* START Material for this exercise *

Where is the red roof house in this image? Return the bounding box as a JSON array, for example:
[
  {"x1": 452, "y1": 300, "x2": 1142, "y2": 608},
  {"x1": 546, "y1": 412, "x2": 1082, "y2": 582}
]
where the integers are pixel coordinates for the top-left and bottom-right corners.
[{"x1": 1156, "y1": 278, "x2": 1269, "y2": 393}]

* END Material for this exercise *

=== Exercise details ===
Reproduce every line of the items above, requests included. In the answers only, multiply each pixel coordinate by 1.25 and round to the nearest whole number, with halves rounded up; leave the coordinates in the requests and their format samples unchanged.

=== Finished task ===
Where is the red roof house in this image? Return the bounding box as a JSON array, for example:
[
  {"x1": 452, "y1": 300, "x2": 1142, "y2": 608},
  {"x1": 546, "y1": 412, "x2": 1082, "y2": 582}
]
where the integers are pixel coordinates for the top-left and bottom-right corners.
[{"x1": 1445, "y1": 348, "x2": 1586, "y2": 491}]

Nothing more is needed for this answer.